:: REQUIRED TASKS ::
1. Write out everything in the microphone history text below, from "Although Testa communications" down to "of early microphones.".
2. Continue the text on the history of microphones from where it stops.

:: TEXT EXTRACT ::
--- BEGIN ---

History & Development

 A microphone by definition has two meanings: it is an
instrument for intensifying weak sounds. And it is a device
for transforming sound waves into electrical impulses.
While the first definition might seem to have no bearing
here, it was Sir Charles Wheatstone, in 1827, who used it to
describe an all-mechanical vibration stethoscope - the
origin of the word
microphone to describe the transducer.

 We would attempt to give you a brief incite into the
evolution of early microphones and how they have
progressed over the years. This however could not have
been possible without prior consent and permission of
Testa Communication
and the Author Jesse Klapholz
jesse@klapholz.com) from the September 1986 issue of
Sound & Communications magazine. For information Go to

 Although Testa communications has given us permission
to use the entire text, we feel that excerpts and portions of
it along with microphone images would help to demonstrate
the history and development of early microphones.

--- END ---

:: RECORDS SHOWN ::
--- BEGIN ---

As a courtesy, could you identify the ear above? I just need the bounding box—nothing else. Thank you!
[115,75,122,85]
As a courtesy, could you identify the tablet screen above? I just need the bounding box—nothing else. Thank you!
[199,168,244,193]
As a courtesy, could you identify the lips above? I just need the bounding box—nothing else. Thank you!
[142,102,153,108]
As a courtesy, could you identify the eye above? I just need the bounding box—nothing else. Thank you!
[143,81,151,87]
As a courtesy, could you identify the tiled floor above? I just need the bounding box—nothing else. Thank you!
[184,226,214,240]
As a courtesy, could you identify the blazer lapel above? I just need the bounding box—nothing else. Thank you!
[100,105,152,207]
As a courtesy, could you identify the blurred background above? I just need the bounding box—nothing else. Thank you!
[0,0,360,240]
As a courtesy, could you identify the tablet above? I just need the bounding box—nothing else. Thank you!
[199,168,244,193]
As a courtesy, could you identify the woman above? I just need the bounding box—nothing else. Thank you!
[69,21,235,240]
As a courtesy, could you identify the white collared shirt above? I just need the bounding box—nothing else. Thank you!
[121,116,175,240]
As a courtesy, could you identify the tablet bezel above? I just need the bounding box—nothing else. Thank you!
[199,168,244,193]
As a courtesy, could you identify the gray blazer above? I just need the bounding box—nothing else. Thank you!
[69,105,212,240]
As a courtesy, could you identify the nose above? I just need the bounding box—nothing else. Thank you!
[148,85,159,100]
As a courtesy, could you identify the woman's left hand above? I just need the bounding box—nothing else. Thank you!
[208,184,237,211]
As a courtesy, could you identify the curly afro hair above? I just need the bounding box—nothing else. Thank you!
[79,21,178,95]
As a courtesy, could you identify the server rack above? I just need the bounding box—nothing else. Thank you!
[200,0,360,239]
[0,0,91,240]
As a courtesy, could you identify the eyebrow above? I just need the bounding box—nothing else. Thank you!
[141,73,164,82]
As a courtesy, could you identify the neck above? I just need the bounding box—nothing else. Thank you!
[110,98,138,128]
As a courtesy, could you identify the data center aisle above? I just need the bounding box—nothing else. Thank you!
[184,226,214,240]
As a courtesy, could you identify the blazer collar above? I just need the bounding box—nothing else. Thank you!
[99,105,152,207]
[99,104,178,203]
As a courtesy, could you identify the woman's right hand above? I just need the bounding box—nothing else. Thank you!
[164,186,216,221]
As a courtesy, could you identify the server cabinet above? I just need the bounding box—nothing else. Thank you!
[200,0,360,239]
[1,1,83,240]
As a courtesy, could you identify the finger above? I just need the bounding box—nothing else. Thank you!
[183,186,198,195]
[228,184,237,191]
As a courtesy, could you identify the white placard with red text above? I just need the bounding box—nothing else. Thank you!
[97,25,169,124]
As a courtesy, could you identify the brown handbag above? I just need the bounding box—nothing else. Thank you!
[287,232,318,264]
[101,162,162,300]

--- END ---

:: EXERCISE RESULTS ::
1.
Although Testa communications has given us permission
to use the entire text, we feel that excerpts and portions of
it along with microphone images would help to demonstrate
the history and development of early microphones.

2.
 In the mid-1920 the development of the condenser microphone
and the electronic vacuum tube amplifier paved the way for
sound on film recording, the first high quality, wide range
condenser microphone was developed by E. E. Wente at Bell
Labs as a measurement standard in the late 1910s. In order to
satisfy the high-quality microphone requirements of the rapidly
growing radio broadcast and recording industries, Western
Electric introduced the 394 condenser microphone;
subsequently RCA came out with the
4AA condenser
mic. With the introduction of condenser microphones,
the problems of signal-to-noise ratio and frequency
response associated with the carbon microphones,
then in general use, were overcome.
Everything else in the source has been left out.